Tout cela est coûteux, tant en argent qu’en efforts. Une énorme quantité d’argent a été engloutie dans ce projet. Si vous étiez le gouvernement russe, prendriez-vous le risque de détruire tous vos progrès durement acquis ?

Comment le développement russe pourrait-il être détruit, de toute façon ? Il y a 4 possibilités évidentes :

• un tir de missile nucléaire
• une guerre conventionnelle
• une guerre biologique
• une guerre économique

Nous pouvons écarter les frappes nucléaires – même par les Étasuniens. Les présidents russe et étasunien ont signé une déclaration selon laquelle une guerre nucléaire ne peut être gagnée et ne doit pas être menée. Tous deux sont liés par les chaînes de la terreur. J’ai pleinement couvert ce sujet dans mon article Le moment est venu. La politique de frappe nucléaire de la Russie a été très clairement expliquée par le président russe en 2018, et est annexée à mon article. Il n’est pas nécessaire d’en dire plus.

« La fin, les voies et les moyens, ils manquent de cela, pour pouvoir revenir à l’avant-2014.

Le deuxième point que je voudrais soulever est que, vous savez, si vous regardez le DIME – diplomatique, informationnel, militaire et économique – nous manquons cruellement de la partie diplomatique. Si vous remarquez, il n’y a pas du tout de diplomatie en cours pour essayer d’arriver à un certain type de négociations. Et je ne pense pas que nous puissions mener cela, étant donné ce que Poutine pense de nous.

Mais si vous vous asseyez et pensez à ceux qui pourraient éventuellement faire partie de cette équipe de négociation, deux d’entre eux (...) sont dans l’OTAN. L’un d’eux est le président Orbán, de Hongrie. Il pourrait peut-être contribuer à l’effort de négociation. L’autre est le président Erdoğan de Turquie. Des amis de longue date du président Poutine, bien que certains considèrent cette relation comme transactionnelle. Je ne sais pas. Mettons cela à l’épreuve et voyons. »
————
◆ **TRAVAIL DEMANDÉ**:
A: Recopie le texte sur le développement russe en commençant par « Nous pouvons écarter » et en allant jusqu'à « revenir à l’avant-2014. », mais remplace « guerre nucléaire » par « guerre atomique ».
B: Écris la suite du texte sur le développement russe, à partir de sa dernière phrase.
Le matériel ne joue ici aucun rôle.
————
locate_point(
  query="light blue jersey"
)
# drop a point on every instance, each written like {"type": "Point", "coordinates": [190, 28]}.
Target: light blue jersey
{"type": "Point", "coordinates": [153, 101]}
————
◆ **PROBLÈMES RÉSOLUS**:
A:
Nous pouvons écarter les frappes nucléaires – même par les Étasuniens. Les présidents russe et étasunien ont signé une déclaration selon laquelle une guerre atomique ne peut être gagnée et ne doit pas être menée. Tous deux sont liés par les chaînes de la terreur. J’ai pleinement couvert ce sujet dans mon article Le moment est venu. La politique de frappe nucléaire de la Russie a été très clairement expliquée par le président russe en 2018, et est annexée à mon article. Il n’est pas nécessaire d’en dire plus.

« La fin, les voies et les moyens, ils manquent de cela, pour pouvoir revenir à l’avant-2014.

B:
Stephen Twitty, ancien commandant adjoint du EUCOM (Commandement européen des États-Unis) de 2018à 2020, le 31 mai 2022

La Russie allait de toute façon gagner la guerre par procuration de l’OTAN. Pourquoi ? Parce que la Russie dispose de missiles à distance avancés, d’une dissimulation électronique supérieure, d’une défense aérienne supérieure, d’avions supérieurs, d’une formation supérieure en matière de guerre urbaine (en Syrie) – la liste est longue. Si l’OTAN ne le savait pas, c’est qu’elle est professionnellement incompétente.

La Russie résout tous les types de conflits (sauf qu’elle ne fait pas beaucoup de propagande). Elle sait que sa puissance provient de la diplomatie, soutenue par la compétence militaire (dans toutes ses nombreuses dimensions), et d’une économie nationale robuste et autonome. Ses réponses militaires sont très soigneusement calibrées, constamment réévaluées et ajustées. La Russie ne gagnera pas « à tout prix ». Elle créera un réseau de connexions militaires, économiques et humaines dans lesquelles la partie adverse ne pourra que trouver son compte.

La guerre biologique peut être écartée. Si un nouveau cas d’agent pathogène apparaît, son génome sera démonté et examiné, l’origine consensuelle sera trouvée, ses différences génétiques seront examinées en termes de structure et de placement sur et entre les chromosomes ou l’ARN, et des conclusions seront tirées. Une attaque contre la Russie à l’aide d’armes biologiques entraînera une réponse immédiate, nucléaire ou hypersonique.

La guerre économique finira par échouer. Elle causera des difficultés certaines pendant un an ou deux, mais elle n’a aucune chance de réussir. Qui plus est, elle porte préjudice à ceux qui ont lancé l’attaque. J’ai abordé ce sujet en détail dans Le système commercial international d’apartheid de l’Occident.

La Russie n’a pas besoin et ne veut pas de conflit armé – elle a toujours voulu la paix.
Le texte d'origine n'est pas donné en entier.